Im Jahre 1925 lernte der nun 36-jährige Grey Owl eine 19-jährige Mohawk-Indianerin namens Gertrude Bernhard kennen. Es war Liebe auf den ersten Blick, und Gertrude, von ihren Freunden Pony genannt, folgte Grey Owl in seine Fallenstellerhütte im nördlichen Urwald. Da Grey Owl offiziell immer noch mit Angele Egwuna verheiratet war, ließ er sich mit Gertrude in einer indianischen Zeremonie trauen. Grey Owl gab Gertrude den indianischen Namen Anahareo, unter dem sie später zusammen mit Grey Owl weltberühmt wurde.

Anahareo war das Leben des Fallenstellers vom Grunde auf zuwider, und das ständige Töten setzte ihr psychisch sehr zu. Eines Tages fing Grey Owl eine Bibermutter und stellte dann fest, dass zwei junge Biber hinterblieben waren. Anahareo beschloss sofort, dass sie eine Verpflichtung habe, die jungen Biber großzuziehen. Diese Episode wurde zur Wende im Leben von Grey Owl und Anahareo. Die jungen Biber eroberten ihre Herzen, und wenig später traf Grey Owl die Entscheidung, das Fallenstellerleben für immer hinter sich zu lassen. Stattdessen träumte er von einer Biberkolonie, mit der er die dezimierten Biberbestände Kanadas retten wollte.

(Auszüge aus Bounding-Box-Daten)
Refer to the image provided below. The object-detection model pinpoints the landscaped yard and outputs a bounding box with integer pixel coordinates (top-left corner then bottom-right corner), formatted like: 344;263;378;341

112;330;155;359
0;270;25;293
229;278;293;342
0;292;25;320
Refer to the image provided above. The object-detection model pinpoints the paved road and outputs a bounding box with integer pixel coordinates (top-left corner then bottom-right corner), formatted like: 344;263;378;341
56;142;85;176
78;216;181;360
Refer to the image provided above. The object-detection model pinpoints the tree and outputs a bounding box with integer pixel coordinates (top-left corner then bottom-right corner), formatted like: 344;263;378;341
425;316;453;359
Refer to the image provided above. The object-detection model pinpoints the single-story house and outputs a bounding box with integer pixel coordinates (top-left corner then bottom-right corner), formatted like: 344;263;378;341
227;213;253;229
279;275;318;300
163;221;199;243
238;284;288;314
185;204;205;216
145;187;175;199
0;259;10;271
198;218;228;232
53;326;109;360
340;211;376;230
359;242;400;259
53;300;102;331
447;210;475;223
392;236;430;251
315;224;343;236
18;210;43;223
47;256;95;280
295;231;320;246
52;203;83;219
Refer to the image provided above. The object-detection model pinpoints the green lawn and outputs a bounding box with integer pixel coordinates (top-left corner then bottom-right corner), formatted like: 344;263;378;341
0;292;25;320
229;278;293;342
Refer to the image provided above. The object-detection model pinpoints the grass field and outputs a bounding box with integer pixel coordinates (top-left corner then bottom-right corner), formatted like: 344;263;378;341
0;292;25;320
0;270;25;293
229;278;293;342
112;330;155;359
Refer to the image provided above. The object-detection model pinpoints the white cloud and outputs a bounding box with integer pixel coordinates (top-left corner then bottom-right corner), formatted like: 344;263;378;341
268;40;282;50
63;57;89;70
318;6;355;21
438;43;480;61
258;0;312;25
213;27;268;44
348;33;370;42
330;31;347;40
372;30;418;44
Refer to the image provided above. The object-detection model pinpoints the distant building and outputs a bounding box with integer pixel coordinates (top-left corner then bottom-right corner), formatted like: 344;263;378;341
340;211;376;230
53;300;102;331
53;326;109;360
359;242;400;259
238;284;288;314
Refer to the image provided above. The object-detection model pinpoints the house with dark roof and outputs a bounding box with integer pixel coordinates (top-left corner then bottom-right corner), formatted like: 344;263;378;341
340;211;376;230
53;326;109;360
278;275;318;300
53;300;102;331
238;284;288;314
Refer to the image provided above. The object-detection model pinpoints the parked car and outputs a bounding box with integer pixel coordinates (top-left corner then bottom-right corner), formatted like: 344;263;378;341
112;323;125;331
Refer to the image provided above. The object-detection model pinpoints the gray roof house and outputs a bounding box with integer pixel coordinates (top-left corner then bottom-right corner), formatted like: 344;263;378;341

_ZIELSETZUNG:_ Welchen indianischen Namen gab Grey Owl laut dem Textauszug Gertrude Bernhard?

_LÖSUNG DER AUFGABE:_ Anahareo.